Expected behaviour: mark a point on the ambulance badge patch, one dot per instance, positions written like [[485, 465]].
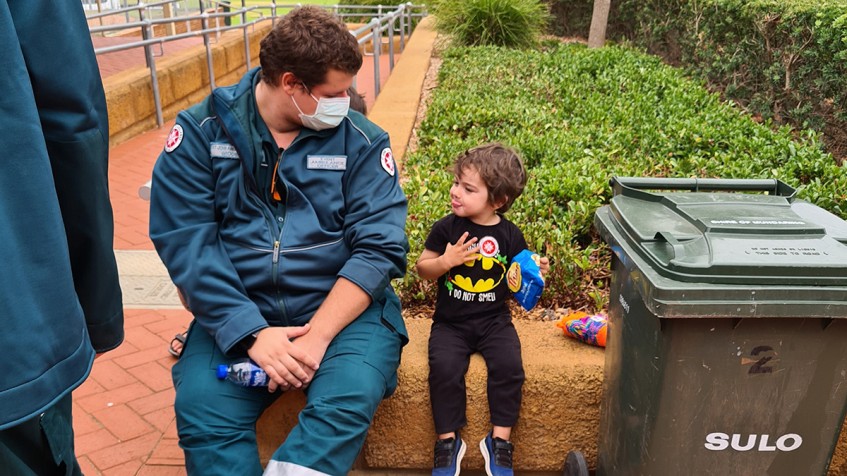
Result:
[[174, 138], [386, 158], [488, 246]]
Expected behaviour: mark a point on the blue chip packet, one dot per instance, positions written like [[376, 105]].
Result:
[[524, 279]]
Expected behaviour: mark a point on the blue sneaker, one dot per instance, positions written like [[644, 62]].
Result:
[[448, 456], [498, 456]]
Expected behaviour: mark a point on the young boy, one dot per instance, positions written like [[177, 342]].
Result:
[[469, 251]]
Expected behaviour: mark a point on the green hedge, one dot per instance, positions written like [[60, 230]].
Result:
[[781, 59], [579, 116]]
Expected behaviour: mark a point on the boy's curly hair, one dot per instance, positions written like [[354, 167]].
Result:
[[501, 169]]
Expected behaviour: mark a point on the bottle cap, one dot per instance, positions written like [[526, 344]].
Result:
[[222, 371]]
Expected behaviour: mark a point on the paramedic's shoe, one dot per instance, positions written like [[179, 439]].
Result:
[[498, 456], [448, 456]]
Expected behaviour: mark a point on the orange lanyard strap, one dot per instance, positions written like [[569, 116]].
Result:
[[274, 192]]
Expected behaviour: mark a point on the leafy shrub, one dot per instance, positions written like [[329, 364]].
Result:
[[578, 117], [784, 60], [511, 23]]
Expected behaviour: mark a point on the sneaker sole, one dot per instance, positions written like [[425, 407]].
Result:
[[462, 449], [484, 451]]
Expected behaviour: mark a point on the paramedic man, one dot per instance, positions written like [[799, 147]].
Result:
[[60, 298], [280, 218]]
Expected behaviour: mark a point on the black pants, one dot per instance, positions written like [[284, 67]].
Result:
[[41, 446], [450, 349]]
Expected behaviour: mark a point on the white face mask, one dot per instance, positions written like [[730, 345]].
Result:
[[329, 113]]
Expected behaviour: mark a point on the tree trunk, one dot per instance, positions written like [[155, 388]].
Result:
[[599, 20]]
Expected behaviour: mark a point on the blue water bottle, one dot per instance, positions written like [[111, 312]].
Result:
[[243, 372]]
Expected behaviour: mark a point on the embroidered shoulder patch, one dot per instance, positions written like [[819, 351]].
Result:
[[386, 158], [174, 138], [488, 246], [223, 150], [326, 162]]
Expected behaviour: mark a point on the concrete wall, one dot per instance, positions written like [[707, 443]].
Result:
[[559, 412], [183, 80]]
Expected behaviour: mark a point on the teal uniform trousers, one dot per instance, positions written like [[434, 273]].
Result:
[[216, 419]]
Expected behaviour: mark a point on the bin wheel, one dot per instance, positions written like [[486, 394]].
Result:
[[575, 464]]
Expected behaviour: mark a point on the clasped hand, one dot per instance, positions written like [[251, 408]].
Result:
[[287, 355]]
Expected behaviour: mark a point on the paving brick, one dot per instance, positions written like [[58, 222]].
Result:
[[125, 452], [130, 468], [167, 452], [141, 357], [161, 419], [87, 467], [123, 422], [84, 423], [110, 375], [171, 431], [142, 338], [114, 397], [89, 387], [94, 441], [154, 375], [124, 349], [153, 402], [149, 470]]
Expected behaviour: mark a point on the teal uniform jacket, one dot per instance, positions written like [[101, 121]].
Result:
[[60, 298], [245, 261]]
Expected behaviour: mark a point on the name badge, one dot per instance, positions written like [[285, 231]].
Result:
[[223, 150], [326, 162]]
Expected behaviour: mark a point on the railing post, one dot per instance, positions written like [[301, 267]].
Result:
[[246, 35], [403, 28], [376, 40], [209, 60], [390, 25], [151, 65]]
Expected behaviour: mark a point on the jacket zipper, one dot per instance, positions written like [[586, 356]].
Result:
[[277, 244], [253, 192]]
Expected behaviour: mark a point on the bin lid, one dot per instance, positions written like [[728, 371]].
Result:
[[724, 236]]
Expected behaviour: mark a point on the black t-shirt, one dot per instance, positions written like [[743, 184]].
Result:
[[478, 288]]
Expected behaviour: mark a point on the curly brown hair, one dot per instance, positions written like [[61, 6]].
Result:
[[308, 42], [501, 169]]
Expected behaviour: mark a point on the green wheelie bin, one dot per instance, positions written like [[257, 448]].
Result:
[[727, 344]]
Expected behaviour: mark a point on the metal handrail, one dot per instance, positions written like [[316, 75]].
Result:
[[396, 20]]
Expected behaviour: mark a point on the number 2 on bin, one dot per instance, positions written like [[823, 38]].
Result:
[[759, 366]]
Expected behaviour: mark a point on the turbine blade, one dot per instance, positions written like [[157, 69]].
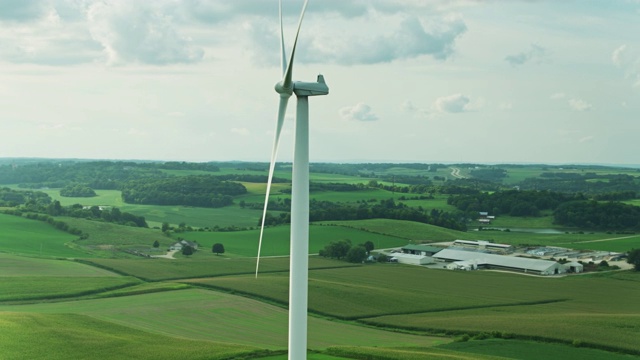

· · · · · · ·

SET EXERCISE — Update all the material above by changing every occurrence of "one dot per instance" to "one point per instance" and leaving everything else as is. Omit the pictures from your output.

THE REPLY —
Expected behaviour: mark a point on the ambulance badge patch, one point per instance, positions written like [[485, 465]].
Result:
[[174, 138], [386, 158], [488, 246]]
Expected behaviour: mark a point on the blue chip packet, one point per instance, positions written like [[376, 105]].
Result:
[[524, 279]]
Expected behaviour: mark a point on the blue sneaker, one point per instance, positions written like [[644, 62]].
Result:
[[448, 456], [498, 456]]
Expected behaviour: mark a point on the young boy, one point per instance, positions written like [[177, 342]].
Result:
[[469, 251]]
Expected behaviour: mark a point on the green hedge, one point per instance, positions written like [[60, 230]].
Result:
[[781, 59], [579, 116]]
Expected behaviour: mark a point on the boy's curly hair, one point per instance, positions written like [[354, 167]].
Result:
[[501, 169]]
Expected behaviour: mark a point on the bottle cap, one point per instance, positions written like [[526, 344]].
Result:
[[222, 371]]
Expected behaviour: mark a point on the paramedic's shoe, one point per instance, positions written like [[179, 439]].
Result:
[[498, 456], [448, 456]]
Expected behaviour: mark a point on the orange lanyard strap, one point per instance, positions written like [[569, 116]].
Result:
[[274, 192]]
Expected behaviour: mark a point on the leafy shrub, one point per instance, positions written like [[329, 364]].
Result:
[[578, 117], [784, 60], [511, 23]]
Expected behaviour: mark a point on the sneaker sole, one point per instance, positions written like [[425, 407]].
Result:
[[462, 449], [484, 451]]
Expected behaviour: mark a point on the paramedic man, one point per instance, positions written like [[799, 147]].
Result:
[[60, 298], [280, 218]]
Expected behaviour: mark a point on the black pants, one point per instance, positions written like [[284, 67]].
Result:
[[41, 446], [450, 349]]
Expected behaviour: mark a point on the white face mask, one point per instance, positions written like [[730, 345]].
Result:
[[329, 113]]
Expected behaviour: mark a point on the tree trunk, one point per instance, positions written like [[155, 388]].
Result:
[[599, 20]]
Expected behaviour: mark a point on the blue water bottle, one point per instance, positions written like [[111, 312]].
Result:
[[243, 372]]
Expected behaviour: mark a point on the embroidered shoulder patch, one point per instance, positions written like [[819, 351]].
Result:
[[386, 158], [174, 138], [488, 246], [223, 150], [326, 162]]
Expected behaviour: mark a point on the concrete wall, one point per instance, positions written like [[707, 443]].
Result:
[[559, 412], [183, 80]]
Expected behaviour: mark a point on the teal uniform trousers, one point per instance, positions written like [[434, 273]].
Result:
[[216, 419]]
Expected behaviour: mark a point on the bin wheel, one point per instance, positions written like [[486, 394]].
Result:
[[575, 464]]
Expected behaviour: mark a point on the clasped hand, one point per instance, positions written like [[251, 408]].
Result:
[[287, 355]]
Expected behaviour: mark a point on the paving brick, one point per instance, positions written like [[58, 222]].
Result:
[[125, 452], [130, 468], [167, 452], [141, 357], [161, 419], [87, 467], [123, 422], [84, 423], [110, 375], [171, 431], [142, 338], [114, 397], [89, 387], [94, 441], [154, 375], [124, 349], [153, 402], [149, 470]]
Expected behaviour: mark a point on the teal uniform jacket, one point per instance, positions written like [[101, 121]].
Result:
[[60, 298], [245, 261]]
Expected behaviour: mark a point on the name badge, one point per instance, positions written like [[285, 231]].
Result:
[[223, 150], [326, 162]]
Expected behaviour: mark a point on the railing post, one point per instance, positions written like [[301, 267]].
Result:
[[246, 35], [403, 28], [376, 40], [209, 60], [390, 25], [151, 65]]
Expected behaviour: mark a point on the jacket zipper, one point per instance, positions written like [[586, 356]].
Result:
[[277, 244], [253, 192]]
Expected behaviour: mark a point on the bin lid, one point per instance, positions written like [[728, 371]].
Result:
[[724, 236]]
Expected behaviour: mark a point on the black t-shirt, one point per instance, positions written like [[743, 184]].
Result:
[[478, 288]]
Expected behaviour: mark a point on the curly brown hair, one point per instance, positions written like [[61, 6]].
Result:
[[308, 42], [501, 169]]
Expected behaviour: mark a point on the green wheelie bin, one point per instance, positions written like [[257, 448]].
Result:
[[727, 344]]
Expected behaviour: mark a point on the metal handrail, one point per instance, positions written like [[316, 75]].
Result:
[[396, 20]]
Expected behaviour: mark a point on the number 2 on bin, one point per instance, positions written like [[823, 38]].
Result:
[[759, 366]]
Expected behaviour: mark a point on the turbine blade, one point per instance, positions written like [[157, 69]].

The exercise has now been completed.